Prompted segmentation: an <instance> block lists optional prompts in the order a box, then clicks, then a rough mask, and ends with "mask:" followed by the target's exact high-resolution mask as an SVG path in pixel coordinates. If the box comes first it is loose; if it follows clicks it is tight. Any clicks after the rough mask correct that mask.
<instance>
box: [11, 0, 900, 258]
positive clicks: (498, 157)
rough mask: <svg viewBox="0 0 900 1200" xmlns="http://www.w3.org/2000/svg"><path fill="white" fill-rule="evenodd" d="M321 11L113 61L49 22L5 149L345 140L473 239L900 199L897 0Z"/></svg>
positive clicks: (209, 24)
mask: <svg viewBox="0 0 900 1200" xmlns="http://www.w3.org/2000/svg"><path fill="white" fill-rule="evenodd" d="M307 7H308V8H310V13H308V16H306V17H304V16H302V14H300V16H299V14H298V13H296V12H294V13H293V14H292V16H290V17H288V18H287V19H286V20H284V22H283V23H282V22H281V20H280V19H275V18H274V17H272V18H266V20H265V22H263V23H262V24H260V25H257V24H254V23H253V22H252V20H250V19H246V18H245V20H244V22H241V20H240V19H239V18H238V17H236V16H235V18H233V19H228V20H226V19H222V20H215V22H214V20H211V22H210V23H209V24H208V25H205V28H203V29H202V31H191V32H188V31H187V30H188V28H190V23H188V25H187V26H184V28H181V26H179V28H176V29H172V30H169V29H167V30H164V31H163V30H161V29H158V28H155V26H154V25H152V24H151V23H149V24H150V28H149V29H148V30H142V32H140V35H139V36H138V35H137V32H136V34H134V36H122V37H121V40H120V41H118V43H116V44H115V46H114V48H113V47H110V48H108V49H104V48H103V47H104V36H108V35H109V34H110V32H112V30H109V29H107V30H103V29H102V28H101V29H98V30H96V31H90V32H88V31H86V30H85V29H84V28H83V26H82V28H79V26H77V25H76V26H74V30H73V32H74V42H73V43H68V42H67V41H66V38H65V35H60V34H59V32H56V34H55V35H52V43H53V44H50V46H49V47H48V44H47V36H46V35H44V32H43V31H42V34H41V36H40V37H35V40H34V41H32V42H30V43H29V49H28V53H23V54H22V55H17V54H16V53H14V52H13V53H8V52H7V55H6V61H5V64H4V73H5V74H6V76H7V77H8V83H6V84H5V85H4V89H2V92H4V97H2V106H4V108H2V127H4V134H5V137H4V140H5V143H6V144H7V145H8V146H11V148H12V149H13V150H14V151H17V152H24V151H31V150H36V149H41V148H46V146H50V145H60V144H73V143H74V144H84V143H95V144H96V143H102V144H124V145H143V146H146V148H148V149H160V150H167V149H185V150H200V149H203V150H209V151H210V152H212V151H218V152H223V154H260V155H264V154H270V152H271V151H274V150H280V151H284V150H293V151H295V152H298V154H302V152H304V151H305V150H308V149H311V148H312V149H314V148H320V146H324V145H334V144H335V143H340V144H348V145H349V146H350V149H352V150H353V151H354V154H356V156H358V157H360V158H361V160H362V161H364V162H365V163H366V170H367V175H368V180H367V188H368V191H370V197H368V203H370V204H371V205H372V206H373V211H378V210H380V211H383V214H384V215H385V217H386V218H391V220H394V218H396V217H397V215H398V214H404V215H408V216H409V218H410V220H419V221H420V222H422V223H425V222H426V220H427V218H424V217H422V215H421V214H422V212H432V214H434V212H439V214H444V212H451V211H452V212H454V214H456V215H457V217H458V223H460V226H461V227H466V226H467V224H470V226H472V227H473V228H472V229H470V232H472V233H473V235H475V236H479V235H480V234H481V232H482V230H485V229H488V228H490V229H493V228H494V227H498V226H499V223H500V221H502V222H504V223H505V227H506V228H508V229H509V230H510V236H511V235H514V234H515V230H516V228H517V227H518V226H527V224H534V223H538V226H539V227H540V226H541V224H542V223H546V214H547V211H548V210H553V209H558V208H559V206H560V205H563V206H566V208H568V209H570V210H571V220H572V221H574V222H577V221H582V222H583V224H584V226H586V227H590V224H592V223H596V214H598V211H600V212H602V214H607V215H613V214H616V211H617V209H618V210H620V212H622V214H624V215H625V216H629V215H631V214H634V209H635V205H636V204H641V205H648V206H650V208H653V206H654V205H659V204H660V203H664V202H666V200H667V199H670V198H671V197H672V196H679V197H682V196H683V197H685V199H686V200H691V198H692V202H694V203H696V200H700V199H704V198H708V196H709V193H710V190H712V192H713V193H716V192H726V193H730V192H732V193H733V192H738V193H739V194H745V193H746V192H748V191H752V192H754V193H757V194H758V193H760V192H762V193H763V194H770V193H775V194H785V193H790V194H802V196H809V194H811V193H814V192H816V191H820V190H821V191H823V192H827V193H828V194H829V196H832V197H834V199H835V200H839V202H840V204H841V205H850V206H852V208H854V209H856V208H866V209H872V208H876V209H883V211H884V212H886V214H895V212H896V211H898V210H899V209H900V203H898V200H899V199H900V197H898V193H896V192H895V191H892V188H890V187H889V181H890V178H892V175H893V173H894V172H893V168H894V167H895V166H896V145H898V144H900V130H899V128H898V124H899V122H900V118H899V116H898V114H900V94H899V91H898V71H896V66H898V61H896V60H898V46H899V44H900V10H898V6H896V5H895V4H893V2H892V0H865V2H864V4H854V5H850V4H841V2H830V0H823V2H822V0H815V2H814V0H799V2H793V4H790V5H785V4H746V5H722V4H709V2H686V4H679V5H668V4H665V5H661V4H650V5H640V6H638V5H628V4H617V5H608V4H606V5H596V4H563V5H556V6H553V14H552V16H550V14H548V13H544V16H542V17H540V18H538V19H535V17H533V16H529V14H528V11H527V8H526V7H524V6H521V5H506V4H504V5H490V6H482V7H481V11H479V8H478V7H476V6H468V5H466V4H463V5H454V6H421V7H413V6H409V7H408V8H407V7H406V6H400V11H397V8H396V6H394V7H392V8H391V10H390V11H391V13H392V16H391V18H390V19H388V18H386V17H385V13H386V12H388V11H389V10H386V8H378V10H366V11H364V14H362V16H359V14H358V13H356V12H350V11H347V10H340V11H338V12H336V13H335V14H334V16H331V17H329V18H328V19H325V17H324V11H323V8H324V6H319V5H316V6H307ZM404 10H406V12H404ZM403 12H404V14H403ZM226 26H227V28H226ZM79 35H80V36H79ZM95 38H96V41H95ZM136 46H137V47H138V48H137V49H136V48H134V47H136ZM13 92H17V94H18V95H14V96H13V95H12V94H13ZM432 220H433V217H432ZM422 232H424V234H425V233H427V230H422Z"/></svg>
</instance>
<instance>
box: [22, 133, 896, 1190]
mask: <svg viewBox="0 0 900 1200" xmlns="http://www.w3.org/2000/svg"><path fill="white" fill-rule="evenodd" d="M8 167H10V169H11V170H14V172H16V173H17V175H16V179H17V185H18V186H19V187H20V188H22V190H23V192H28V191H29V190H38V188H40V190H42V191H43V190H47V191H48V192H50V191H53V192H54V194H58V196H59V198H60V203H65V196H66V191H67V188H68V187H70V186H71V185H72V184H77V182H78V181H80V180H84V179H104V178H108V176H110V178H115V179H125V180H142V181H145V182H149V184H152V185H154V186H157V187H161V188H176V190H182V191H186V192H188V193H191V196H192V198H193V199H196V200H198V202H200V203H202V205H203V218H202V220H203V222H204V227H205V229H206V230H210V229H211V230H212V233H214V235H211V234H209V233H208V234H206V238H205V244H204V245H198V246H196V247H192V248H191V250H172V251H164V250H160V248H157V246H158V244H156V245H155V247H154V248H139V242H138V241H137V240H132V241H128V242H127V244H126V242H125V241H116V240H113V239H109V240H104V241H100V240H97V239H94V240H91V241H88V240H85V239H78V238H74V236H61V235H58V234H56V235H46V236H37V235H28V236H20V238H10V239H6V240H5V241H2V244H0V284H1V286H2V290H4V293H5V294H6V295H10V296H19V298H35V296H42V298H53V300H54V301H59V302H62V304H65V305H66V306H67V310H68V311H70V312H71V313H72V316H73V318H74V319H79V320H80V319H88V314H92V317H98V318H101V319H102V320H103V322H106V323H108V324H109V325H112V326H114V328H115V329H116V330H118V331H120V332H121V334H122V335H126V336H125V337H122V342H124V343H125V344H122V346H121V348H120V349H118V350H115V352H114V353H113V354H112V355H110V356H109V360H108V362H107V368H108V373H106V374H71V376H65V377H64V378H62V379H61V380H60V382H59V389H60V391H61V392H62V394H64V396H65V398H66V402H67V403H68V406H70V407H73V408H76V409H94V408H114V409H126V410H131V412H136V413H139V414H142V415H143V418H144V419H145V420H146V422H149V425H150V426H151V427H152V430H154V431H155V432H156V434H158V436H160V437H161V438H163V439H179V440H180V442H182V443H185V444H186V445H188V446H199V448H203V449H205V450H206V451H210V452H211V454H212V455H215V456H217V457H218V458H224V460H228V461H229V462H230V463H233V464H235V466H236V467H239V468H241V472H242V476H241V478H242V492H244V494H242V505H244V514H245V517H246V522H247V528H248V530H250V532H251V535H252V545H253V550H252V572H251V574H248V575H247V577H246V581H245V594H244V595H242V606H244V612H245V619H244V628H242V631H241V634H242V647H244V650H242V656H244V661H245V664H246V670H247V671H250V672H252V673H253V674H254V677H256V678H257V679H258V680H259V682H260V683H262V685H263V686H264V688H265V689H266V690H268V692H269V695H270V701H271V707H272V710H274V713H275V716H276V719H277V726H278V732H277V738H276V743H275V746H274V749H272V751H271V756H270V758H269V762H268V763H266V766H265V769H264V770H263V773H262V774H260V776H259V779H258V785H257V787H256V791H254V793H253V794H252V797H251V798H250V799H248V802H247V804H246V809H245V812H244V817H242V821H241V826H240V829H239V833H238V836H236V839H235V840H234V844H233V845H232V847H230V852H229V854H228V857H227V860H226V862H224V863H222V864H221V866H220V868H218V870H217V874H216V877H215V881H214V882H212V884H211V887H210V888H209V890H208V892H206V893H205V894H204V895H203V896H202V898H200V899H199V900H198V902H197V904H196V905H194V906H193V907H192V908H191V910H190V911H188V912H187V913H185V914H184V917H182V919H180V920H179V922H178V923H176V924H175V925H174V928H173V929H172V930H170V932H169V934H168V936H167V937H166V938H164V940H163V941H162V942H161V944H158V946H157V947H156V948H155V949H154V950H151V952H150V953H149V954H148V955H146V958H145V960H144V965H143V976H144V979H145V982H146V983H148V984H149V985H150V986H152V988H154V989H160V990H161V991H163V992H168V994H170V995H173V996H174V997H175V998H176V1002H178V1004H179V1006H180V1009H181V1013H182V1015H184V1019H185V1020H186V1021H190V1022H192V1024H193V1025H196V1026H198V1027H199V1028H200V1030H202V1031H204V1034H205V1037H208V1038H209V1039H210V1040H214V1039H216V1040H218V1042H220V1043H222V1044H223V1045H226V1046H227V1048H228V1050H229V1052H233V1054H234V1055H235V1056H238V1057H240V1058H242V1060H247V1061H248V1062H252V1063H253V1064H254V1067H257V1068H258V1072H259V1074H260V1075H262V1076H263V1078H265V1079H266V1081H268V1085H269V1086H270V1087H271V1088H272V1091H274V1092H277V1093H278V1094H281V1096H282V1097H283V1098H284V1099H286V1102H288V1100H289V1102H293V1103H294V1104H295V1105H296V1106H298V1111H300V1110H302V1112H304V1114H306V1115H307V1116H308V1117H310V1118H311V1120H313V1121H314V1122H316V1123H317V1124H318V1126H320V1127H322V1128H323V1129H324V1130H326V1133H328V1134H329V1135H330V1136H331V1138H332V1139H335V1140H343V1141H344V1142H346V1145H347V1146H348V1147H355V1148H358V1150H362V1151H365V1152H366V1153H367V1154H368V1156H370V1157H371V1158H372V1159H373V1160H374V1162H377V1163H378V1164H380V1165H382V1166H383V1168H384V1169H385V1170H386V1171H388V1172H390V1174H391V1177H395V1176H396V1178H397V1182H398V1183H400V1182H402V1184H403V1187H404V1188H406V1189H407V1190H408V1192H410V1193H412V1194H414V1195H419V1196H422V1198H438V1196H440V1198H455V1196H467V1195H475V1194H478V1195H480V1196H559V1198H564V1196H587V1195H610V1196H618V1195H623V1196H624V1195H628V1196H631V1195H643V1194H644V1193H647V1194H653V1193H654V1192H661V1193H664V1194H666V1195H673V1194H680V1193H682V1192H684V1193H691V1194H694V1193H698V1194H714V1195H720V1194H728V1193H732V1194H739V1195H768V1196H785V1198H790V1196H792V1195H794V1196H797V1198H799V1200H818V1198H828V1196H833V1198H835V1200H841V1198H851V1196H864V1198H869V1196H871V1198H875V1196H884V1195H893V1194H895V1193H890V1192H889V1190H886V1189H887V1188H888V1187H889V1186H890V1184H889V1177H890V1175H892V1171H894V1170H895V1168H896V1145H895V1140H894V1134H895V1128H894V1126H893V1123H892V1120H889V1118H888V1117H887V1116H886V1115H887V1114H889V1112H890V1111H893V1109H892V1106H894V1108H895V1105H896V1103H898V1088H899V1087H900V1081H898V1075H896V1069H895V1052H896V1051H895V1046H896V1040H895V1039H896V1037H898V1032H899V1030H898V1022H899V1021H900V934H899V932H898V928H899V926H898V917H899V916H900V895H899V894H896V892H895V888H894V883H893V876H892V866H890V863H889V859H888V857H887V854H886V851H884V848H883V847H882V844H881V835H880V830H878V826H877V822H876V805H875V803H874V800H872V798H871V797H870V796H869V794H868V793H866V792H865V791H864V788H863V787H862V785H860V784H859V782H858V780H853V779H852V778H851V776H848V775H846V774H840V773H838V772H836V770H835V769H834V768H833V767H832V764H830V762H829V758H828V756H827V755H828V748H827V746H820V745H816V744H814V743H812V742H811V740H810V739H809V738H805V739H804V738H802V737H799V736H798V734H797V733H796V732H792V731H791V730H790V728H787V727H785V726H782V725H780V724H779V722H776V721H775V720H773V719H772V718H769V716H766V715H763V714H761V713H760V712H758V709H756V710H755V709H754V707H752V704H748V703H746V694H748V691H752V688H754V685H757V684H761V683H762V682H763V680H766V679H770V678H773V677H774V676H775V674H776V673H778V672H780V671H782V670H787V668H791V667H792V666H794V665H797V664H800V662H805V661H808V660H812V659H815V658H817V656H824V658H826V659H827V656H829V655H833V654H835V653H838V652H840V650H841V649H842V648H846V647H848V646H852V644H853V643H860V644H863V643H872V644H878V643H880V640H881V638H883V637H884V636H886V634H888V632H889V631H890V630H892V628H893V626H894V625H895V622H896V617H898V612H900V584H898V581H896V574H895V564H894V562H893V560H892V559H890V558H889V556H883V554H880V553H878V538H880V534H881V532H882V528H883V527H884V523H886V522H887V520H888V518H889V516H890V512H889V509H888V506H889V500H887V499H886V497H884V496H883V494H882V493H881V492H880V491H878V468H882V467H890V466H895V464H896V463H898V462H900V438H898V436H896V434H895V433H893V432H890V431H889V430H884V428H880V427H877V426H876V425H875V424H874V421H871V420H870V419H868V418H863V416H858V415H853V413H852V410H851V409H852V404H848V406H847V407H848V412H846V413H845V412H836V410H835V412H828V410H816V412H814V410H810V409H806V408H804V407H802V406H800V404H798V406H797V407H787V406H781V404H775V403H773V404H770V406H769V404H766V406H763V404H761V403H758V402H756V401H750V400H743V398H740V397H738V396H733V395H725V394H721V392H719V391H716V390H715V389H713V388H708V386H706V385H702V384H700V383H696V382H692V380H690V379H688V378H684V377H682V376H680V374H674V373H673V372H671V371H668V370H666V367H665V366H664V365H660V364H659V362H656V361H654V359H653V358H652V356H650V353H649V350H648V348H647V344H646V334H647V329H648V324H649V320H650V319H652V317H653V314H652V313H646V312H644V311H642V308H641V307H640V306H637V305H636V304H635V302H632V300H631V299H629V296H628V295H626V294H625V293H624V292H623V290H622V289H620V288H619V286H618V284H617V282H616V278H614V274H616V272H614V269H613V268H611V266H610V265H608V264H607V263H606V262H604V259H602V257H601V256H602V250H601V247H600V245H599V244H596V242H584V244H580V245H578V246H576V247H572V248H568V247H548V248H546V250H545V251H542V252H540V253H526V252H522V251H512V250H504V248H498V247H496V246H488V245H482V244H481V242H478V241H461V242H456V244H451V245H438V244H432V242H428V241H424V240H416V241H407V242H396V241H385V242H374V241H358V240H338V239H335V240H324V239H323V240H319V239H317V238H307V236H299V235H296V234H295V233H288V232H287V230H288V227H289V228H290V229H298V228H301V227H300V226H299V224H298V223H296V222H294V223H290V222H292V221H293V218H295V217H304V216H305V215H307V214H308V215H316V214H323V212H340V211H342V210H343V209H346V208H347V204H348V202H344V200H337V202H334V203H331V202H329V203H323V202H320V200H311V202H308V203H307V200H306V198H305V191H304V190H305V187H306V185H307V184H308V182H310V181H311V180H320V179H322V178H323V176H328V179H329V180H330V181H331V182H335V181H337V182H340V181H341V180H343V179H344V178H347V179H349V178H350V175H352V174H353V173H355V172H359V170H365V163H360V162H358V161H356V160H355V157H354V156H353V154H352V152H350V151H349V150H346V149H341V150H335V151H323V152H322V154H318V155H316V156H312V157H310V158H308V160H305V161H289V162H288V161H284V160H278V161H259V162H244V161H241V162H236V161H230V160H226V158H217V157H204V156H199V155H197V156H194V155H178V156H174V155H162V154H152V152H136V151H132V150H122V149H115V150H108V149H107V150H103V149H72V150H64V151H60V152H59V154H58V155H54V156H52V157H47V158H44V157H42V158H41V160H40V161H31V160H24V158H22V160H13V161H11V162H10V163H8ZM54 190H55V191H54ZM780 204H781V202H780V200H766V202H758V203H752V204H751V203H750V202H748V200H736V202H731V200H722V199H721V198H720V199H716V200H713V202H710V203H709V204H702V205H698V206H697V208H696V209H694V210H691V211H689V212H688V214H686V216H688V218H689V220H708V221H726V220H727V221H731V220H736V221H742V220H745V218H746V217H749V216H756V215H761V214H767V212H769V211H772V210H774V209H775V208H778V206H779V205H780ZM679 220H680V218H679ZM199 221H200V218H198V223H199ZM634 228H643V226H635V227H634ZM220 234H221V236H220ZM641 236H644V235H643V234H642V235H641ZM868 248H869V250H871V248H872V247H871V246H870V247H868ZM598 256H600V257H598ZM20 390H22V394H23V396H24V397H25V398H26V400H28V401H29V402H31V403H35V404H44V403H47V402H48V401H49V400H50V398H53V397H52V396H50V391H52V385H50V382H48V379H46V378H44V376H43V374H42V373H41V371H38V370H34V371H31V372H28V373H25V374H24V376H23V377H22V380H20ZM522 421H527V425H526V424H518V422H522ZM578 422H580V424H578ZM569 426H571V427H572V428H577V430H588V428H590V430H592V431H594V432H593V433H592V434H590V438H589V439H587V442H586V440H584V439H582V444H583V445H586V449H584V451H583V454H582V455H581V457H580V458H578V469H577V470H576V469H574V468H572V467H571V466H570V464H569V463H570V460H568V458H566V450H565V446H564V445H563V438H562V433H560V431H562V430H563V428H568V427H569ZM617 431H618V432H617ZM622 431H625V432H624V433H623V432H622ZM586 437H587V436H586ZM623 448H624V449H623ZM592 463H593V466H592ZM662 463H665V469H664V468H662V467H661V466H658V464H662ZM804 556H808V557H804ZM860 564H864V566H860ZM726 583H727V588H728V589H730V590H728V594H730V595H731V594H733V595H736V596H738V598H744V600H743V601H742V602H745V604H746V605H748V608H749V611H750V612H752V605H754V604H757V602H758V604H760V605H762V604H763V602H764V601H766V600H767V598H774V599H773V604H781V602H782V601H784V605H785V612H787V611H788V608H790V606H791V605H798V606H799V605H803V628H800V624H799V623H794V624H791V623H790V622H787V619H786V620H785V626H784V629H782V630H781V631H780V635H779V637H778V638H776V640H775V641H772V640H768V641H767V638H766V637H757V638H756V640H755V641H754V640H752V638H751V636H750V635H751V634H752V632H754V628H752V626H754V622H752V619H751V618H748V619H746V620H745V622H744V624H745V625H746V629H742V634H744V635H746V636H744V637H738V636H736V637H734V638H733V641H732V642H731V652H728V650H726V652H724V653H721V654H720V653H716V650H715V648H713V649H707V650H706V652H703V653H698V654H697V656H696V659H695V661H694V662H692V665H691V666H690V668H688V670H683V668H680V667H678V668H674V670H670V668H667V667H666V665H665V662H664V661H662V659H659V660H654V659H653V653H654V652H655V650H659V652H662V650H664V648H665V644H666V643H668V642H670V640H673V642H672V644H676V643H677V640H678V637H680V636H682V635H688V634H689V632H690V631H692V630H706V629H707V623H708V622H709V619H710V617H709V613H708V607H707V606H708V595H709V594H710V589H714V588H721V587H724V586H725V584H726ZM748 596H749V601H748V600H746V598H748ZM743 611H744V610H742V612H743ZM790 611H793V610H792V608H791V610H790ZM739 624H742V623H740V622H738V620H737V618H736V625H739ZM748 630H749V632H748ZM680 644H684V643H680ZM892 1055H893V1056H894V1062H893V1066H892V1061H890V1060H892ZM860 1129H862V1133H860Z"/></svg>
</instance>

※ ※ ※

**Your objective:** A single number is expected here: the count of lines in the material above with "rough" in them.

**The answer:** 2